> **Recorded data**

+++

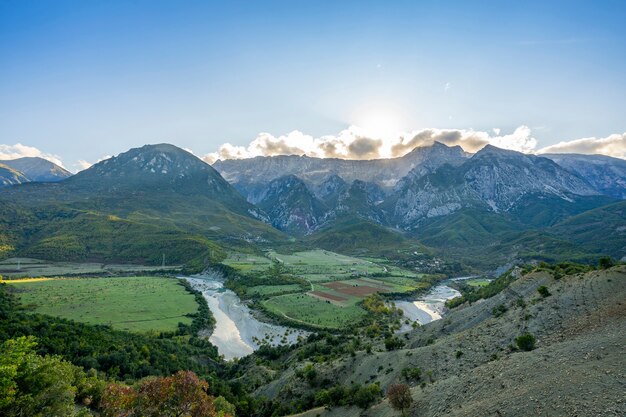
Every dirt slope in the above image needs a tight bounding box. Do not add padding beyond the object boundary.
[285,266,626,417]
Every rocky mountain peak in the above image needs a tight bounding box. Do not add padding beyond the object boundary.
[0,157,71,184]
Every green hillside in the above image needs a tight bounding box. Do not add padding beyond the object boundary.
[307,217,424,258]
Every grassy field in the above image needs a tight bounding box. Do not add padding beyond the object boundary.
[262,293,366,329]
[246,284,303,296]
[221,253,273,273]
[464,278,493,287]
[6,276,197,333]
[0,257,181,279]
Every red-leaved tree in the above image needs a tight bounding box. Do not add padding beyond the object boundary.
[100,370,227,417]
[387,383,413,416]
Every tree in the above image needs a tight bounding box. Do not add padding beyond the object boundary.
[387,383,413,416]
[353,383,382,409]
[100,370,231,417]
[0,336,99,417]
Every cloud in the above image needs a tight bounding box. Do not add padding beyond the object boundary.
[77,160,92,170]
[538,132,626,159]
[73,155,113,172]
[0,143,65,168]
[444,82,452,92]
[203,125,540,163]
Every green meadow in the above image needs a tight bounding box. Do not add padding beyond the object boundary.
[7,276,198,333]
[262,292,366,329]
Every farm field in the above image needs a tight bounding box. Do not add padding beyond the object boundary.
[222,249,437,329]
[221,253,273,273]
[6,276,197,332]
[262,292,366,329]
[0,257,181,279]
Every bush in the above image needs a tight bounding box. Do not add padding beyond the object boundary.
[384,337,405,351]
[598,256,615,269]
[515,333,536,351]
[492,304,508,317]
[537,286,551,298]
[401,367,421,381]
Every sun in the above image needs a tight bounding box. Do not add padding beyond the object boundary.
[350,102,408,140]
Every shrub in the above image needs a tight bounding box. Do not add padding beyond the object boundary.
[537,286,551,298]
[598,256,615,269]
[492,304,508,317]
[401,367,421,381]
[384,337,405,351]
[515,333,536,351]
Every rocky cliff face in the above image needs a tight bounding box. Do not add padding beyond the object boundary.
[212,143,623,235]
[543,153,626,199]
[392,146,599,227]
[255,175,328,236]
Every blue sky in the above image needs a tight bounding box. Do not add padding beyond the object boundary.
[1,0,625,169]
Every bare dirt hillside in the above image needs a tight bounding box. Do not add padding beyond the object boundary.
[284,266,626,417]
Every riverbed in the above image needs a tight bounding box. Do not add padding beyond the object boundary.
[184,274,308,360]
[395,283,462,331]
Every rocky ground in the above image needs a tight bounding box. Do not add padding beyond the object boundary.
[279,266,625,417]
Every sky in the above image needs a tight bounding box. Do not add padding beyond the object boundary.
[1,0,625,170]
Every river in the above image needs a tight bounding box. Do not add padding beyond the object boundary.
[394,280,467,330]
[184,274,308,361]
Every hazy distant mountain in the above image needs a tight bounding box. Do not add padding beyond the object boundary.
[213,142,620,237]
[213,141,469,197]
[0,163,29,187]
[0,157,71,186]
[543,153,626,199]
[392,145,602,229]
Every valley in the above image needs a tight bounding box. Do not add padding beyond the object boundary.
[0,142,624,417]
[221,249,438,330]
[3,4,625,416]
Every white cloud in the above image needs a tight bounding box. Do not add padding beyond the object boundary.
[0,143,65,168]
[77,160,92,170]
[72,155,113,173]
[203,125,540,163]
[538,132,626,159]
[444,82,452,92]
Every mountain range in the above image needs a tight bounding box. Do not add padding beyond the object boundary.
[0,142,624,271]
[214,142,621,229]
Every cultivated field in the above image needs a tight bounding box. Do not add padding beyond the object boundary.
[6,276,197,332]
[225,249,433,329]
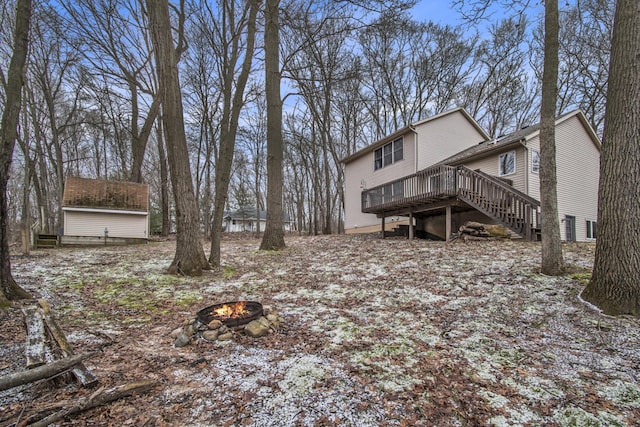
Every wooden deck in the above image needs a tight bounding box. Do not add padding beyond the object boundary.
[361,165,541,240]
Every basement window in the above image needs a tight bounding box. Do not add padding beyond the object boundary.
[586,220,597,239]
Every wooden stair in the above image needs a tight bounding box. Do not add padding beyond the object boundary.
[35,234,59,248]
[456,166,541,240]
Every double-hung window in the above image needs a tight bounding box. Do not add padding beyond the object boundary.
[586,220,597,239]
[374,137,403,170]
[499,150,516,176]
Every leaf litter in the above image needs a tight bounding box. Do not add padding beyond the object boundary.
[1,235,639,426]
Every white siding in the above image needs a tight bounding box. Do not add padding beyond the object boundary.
[64,210,149,239]
[415,110,488,169]
[523,115,600,241]
[344,132,418,230]
[553,116,600,241]
[462,146,528,193]
[344,110,488,233]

+++

> **Task item**
All lines from the one containing "Every white siding" through the end of the material should be restated exactly, with both end lines kept.

> **Result of the task**
Every white siding in the above image needs a tight bounding box. Do not add padding beyond the object boundary.
[64,210,149,239]
[415,110,488,169]
[523,115,600,241]
[344,132,418,230]
[553,116,600,241]
[462,146,528,193]
[344,110,488,233]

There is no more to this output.